▽

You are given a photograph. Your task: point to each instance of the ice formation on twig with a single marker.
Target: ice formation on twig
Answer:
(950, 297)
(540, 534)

△

**Task description:**
In the entries, some lines may contain the word "formation". Give how many do, as a number by itself.

**Solution below:**
2